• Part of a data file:

^^^^^^^^^^^^^^^^

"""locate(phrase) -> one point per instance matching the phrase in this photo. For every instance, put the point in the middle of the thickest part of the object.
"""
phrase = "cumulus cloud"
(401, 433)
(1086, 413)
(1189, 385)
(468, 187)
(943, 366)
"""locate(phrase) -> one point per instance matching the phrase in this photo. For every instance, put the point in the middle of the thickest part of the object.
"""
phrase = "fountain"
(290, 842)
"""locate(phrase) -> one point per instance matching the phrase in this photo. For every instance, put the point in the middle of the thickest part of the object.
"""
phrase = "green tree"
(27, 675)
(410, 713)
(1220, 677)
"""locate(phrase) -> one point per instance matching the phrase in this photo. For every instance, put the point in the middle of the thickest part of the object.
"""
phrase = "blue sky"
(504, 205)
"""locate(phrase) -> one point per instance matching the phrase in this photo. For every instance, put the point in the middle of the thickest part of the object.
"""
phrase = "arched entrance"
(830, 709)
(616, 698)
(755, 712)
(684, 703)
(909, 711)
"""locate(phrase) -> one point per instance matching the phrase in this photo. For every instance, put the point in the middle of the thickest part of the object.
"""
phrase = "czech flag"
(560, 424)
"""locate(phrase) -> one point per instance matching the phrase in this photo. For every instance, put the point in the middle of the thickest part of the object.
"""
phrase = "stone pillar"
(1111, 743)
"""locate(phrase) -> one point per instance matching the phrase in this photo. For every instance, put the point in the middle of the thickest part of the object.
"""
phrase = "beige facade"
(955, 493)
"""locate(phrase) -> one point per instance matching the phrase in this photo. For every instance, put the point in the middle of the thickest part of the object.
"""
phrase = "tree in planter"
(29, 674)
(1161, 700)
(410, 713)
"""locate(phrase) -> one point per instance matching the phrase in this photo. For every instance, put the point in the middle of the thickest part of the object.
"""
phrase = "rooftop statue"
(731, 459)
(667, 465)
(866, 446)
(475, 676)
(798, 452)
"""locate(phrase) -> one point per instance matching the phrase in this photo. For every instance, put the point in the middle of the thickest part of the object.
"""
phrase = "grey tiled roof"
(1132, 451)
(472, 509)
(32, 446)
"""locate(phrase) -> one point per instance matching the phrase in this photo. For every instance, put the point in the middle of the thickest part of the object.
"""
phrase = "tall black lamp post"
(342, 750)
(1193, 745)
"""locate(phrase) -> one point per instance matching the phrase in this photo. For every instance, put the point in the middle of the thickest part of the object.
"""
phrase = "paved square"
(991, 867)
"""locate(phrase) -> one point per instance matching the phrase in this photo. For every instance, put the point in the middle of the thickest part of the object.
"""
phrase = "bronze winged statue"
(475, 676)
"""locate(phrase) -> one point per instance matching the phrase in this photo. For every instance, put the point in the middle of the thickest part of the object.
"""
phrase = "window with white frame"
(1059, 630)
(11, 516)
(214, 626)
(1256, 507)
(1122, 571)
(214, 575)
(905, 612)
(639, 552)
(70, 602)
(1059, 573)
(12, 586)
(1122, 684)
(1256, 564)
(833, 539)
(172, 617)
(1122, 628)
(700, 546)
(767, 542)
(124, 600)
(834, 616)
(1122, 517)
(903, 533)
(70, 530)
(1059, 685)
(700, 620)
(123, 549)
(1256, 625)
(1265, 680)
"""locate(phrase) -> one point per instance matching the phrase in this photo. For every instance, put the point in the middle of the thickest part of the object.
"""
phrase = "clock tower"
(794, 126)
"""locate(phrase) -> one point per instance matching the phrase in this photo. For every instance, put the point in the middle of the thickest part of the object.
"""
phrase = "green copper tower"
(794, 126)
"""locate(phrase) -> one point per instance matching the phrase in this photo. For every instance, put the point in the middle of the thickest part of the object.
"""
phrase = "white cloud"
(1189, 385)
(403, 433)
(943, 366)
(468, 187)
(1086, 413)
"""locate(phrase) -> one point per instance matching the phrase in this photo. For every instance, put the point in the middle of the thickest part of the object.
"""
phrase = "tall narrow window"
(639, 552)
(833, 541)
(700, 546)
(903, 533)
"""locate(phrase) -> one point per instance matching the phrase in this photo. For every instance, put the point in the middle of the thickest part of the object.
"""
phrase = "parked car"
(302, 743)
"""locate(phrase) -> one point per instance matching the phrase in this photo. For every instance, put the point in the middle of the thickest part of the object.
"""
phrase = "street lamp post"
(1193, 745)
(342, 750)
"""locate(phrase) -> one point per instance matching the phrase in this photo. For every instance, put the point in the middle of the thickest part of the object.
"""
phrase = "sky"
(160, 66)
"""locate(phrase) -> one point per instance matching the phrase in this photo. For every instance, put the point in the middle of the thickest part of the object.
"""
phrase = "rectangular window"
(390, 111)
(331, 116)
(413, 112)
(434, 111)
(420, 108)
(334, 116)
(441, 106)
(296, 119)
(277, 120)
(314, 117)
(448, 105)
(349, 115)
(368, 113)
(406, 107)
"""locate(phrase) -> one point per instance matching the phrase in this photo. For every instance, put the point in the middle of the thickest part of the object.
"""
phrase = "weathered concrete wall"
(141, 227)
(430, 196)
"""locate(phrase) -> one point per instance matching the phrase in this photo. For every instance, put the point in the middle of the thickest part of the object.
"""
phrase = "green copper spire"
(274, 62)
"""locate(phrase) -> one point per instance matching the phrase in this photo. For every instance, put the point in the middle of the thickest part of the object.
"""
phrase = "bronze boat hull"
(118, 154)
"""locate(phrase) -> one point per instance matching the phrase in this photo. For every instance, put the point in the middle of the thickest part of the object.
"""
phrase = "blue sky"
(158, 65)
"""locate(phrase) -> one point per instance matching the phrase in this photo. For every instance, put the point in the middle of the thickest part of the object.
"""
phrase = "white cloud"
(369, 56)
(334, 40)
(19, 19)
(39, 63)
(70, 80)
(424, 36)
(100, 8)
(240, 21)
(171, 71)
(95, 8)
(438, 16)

^^^^^^^^^^^^^^^^

• Set task:
Word for word, extract all the records.

• Expected answer:
"""locate(phrase) -> one point per instance matching the phrase in this photo. For every instance, put the point in the middle of the thickest part of the object.
"""
phrase = "cumulus cloud"
(401, 433)
(1086, 413)
(1189, 385)
(468, 187)
(943, 366)
"""locate(phrase) -> one point per instance matching the phrase in this photo. For every instance, put the point in the middle of the thickest part of the object.
"""
phrase = "fountain"
(290, 842)
"""locate(phrase) -> one point per instance matching the phrase in this photo. For every instance, put the point in the middle of the thickest part of the object.
"""
phrase = "green tree"
(27, 675)
(410, 713)
(1220, 677)
"""locate(phrase) -> one point per instance matching the phrase in this photo. For every instance, put the point in the middle of the thickest part of the object.
"""
phrase = "blue sky"
(504, 205)
"""locate(phrase) -> one point per instance matching the phrase in this photo. For every instance, put the point in the middle of the thickest part of the object.
"""
phrase = "arched entrance"
(830, 709)
(616, 698)
(755, 712)
(684, 703)
(909, 711)
"""locate(phrase) -> one point per instance matching the phrase in this photo. For every instance, put the point in the middle of the thickest part of the object.
"""
phrase = "czech flag"
(560, 424)
"""locate(phrase) -> one point per instance matching the phrase in this photo. For every instance, put the point in the middle of the thickest part of the object.
"""
phrase = "stone pillar"
(1111, 743)
"""locate(phrase) -> one point per instance matching the phrase in this photo. For every instance, put the point in the middle of the thickest part of the object.
"""
phrase = "beige facade"
(955, 493)
"""locate(phrase) -> one point per instance matching the phrase in this photo. For every instance, put the point in the middle of the thickest part of the object.
"""
phrase = "tree in planter"
(29, 674)
(1161, 700)
(410, 713)
"""locate(phrase) -> one point per instance matching the phrase in this photo. For every instance, put the point in the middle of the thickest part of the object.
"""
phrase = "rooftop statue"
(731, 459)
(667, 465)
(866, 446)
(475, 676)
(798, 452)
"""locate(phrase) -> one point per instance matching the phrase in this photo. For every instance, put the point in the middle of the thickest part of the object.
"""
phrase = "grey tiled roof"
(1132, 451)
(472, 509)
(32, 446)
"""locate(phrase) -> one point per instance matching the phrase in this photo. For every instance, put the point in the middle of the thickest part of the object.
"""
phrase = "tall black lamp post"
(342, 750)
(1193, 745)
"""locate(phrase) -> one point per instance matching the phrase in this photo. For every instance, put the point in the middle of the thickest part of the object.
"""
phrase = "paved square"
(991, 867)
"""locate(phrase) -> one point per instance matching the phrase in this photo. For every instance, put the point in the middle of the thickest part of the object.
"""
phrase = "bronze winged statue"
(475, 676)
"""locate(phrase) -> one point per instance matching the phrase in this photo. For every instance, put the point in the middle of the thickest part of the object.
"""
phrase = "window with white frame"
(1059, 630)
(11, 516)
(214, 626)
(1256, 507)
(1122, 571)
(214, 575)
(905, 612)
(639, 552)
(70, 602)
(1059, 573)
(12, 586)
(1122, 684)
(1256, 564)
(833, 539)
(172, 617)
(1122, 628)
(700, 546)
(767, 542)
(124, 600)
(834, 616)
(1122, 517)
(903, 533)
(70, 530)
(1059, 685)
(700, 620)
(123, 549)
(1256, 625)
(1265, 680)
"""locate(phrase) -> one point per instance matching the phrase in this photo. For every instance, put the point in the middle of the thickest part of the object.
"""
phrase = "clock tower"
(794, 126)
"""locate(phrase) -> one point per instance matching the phrase in this photo. For every instance, put the point in the middle of the thickest part of the object.
"""
phrase = "green copper tower"
(794, 126)
"""locate(phrase) -> one point per instance matching the phrase in this photo. For every instance, put the point in the middle of the thickest part of the object.
"""
phrase = "white cloud"
(1189, 385)
(403, 433)
(943, 366)
(468, 187)
(1086, 413)
"""locate(phrase) -> one point per instance matching the phrase in this photo. For every instance, put the point in the middle of the thickest part of the object.
"""
phrase = "tall narrow window"
(639, 552)
(833, 541)
(700, 546)
(903, 533)
"""locate(phrase) -> one point per instance matching the phrase in this photo. For every instance, put the point in the middle of the thickest part of the object.
"""
phrase = "parked car"
(302, 743)
"""locate(phrase) -> one point per instance matching the phrase in this photo. For every instance, put the point in the middle of the thickest part of the object.
"""
phrase = "street lamp post"
(1193, 745)
(342, 750)
"""locate(phrase) -> one point per instance matching the phrase in this photo. For every instance, put the point in the middle of the thickest part of the object.
"""
phrase = "sky"
(160, 66)
"""locate(phrase) -> one point per instance matching the phrase in this photo. For every instance, put the point in the middle of the thickest part of the object.
"""
phrase = "rectangular window"
(390, 111)
(331, 116)
(413, 112)
(434, 111)
(420, 108)
(334, 116)
(441, 106)
(296, 119)
(277, 120)
(314, 117)
(448, 105)
(349, 115)
(368, 113)
(406, 107)
"""locate(phrase) -> one point per instance matching the phrase in this photo. For every instance, put the point in the middle of the thickest part of the object.
"""
phrase = "weathered concrete wall"
(141, 227)
(430, 196)
"""locate(phrase) -> one point per instance matching the phrase in this photo. For every instance, put the point in the middle of the thickest part of the object.
"""
phrase = "green copper spire"
(274, 62)
"""locate(phrase) -> one point per instance matching the phrase in this photo. For every instance, put the point in the middle of the thickest part of the object.
"""
phrase = "bronze boat hull"
(118, 154)
"""locate(phrase) -> one point per instance matching the phrase in this photo. For every instance, put the point in the middle of the thickest part of the object.
"""
phrase = "blue sky"
(158, 65)
"""locate(phrase) -> one point per instance matching the phrase in this photo. For every instance, put the point in the middle of the thickest part of the object.
"""
phrase = "white cloud"
(369, 56)
(334, 40)
(19, 19)
(39, 63)
(70, 80)
(424, 36)
(100, 8)
(240, 21)
(171, 71)
(95, 8)
(438, 16)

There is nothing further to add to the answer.